Copy out the lines that run from the one containing "daffodil -> mask for every instance" through the end of the records, including both of those ends.

━━━━━ AVAILABLE RECORDS ━━━━━

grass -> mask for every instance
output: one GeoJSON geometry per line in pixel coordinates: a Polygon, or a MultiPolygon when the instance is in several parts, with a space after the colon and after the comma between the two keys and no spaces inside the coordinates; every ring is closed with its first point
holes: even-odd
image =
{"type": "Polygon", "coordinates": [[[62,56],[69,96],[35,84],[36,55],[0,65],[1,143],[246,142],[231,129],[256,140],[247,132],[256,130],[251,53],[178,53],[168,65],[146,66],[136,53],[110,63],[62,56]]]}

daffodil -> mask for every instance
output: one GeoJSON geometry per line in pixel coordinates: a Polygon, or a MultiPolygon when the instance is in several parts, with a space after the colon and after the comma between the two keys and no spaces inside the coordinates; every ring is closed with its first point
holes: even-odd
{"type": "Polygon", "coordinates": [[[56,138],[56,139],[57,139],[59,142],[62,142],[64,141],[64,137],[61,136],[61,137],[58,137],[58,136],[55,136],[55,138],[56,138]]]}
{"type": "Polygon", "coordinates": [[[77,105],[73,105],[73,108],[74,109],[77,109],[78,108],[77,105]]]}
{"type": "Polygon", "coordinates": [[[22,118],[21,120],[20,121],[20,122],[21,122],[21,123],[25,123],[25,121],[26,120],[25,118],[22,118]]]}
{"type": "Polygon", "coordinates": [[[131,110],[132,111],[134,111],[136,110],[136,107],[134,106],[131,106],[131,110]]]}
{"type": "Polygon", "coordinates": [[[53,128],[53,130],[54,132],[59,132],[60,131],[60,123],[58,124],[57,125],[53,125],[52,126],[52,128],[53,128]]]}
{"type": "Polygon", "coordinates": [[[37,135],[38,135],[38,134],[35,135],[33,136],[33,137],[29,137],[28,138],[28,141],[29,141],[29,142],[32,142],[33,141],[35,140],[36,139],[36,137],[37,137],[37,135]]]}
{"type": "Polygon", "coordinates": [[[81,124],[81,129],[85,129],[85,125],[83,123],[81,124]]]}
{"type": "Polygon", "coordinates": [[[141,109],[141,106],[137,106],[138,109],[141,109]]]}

━━━━━

• [RESULT OF THE EXERCISE]
daffodil -> mask for every instance
output: one GeoJSON geometry per line in pixel coordinates: a Polygon, or a MultiPolygon when the instance is in several parts, with a space after the colon and after the comma between the two keys and no spaces inside the coordinates; every ring is closed with its first point
holes: even-odd
{"type": "Polygon", "coordinates": [[[56,138],[56,139],[57,139],[59,142],[62,142],[64,141],[64,137],[61,136],[61,137],[58,137],[58,136],[55,136],[55,138],[56,138]]]}
{"type": "Polygon", "coordinates": [[[77,105],[73,105],[73,108],[74,109],[77,109],[78,108],[77,105]]]}
{"type": "Polygon", "coordinates": [[[22,118],[21,120],[20,121],[20,122],[21,122],[21,123],[25,123],[25,121],[26,120],[25,118],[22,118]]]}
{"type": "Polygon", "coordinates": [[[131,110],[132,111],[134,111],[136,110],[136,107],[134,106],[131,106],[131,110]]]}
{"type": "Polygon", "coordinates": [[[53,128],[53,130],[54,132],[59,132],[60,131],[60,123],[58,124],[57,125],[53,125],[52,126],[52,128],[53,128]]]}
{"type": "Polygon", "coordinates": [[[37,135],[38,135],[38,134],[35,135],[33,136],[33,137],[29,137],[28,138],[28,141],[29,141],[29,142],[32,142],[33,141],[35,140],[36,139],[36,137],[37,137],[37,135]]]}
{"type": "Polygon", "coordinates": [[[81,124],[81,129],[85,129],[85,125],[83,123],[81,124]]]}
{"type": "Polygon", "coordinates": [[[141,109],[141,106],[137,106],[138,109],[141,109]]]}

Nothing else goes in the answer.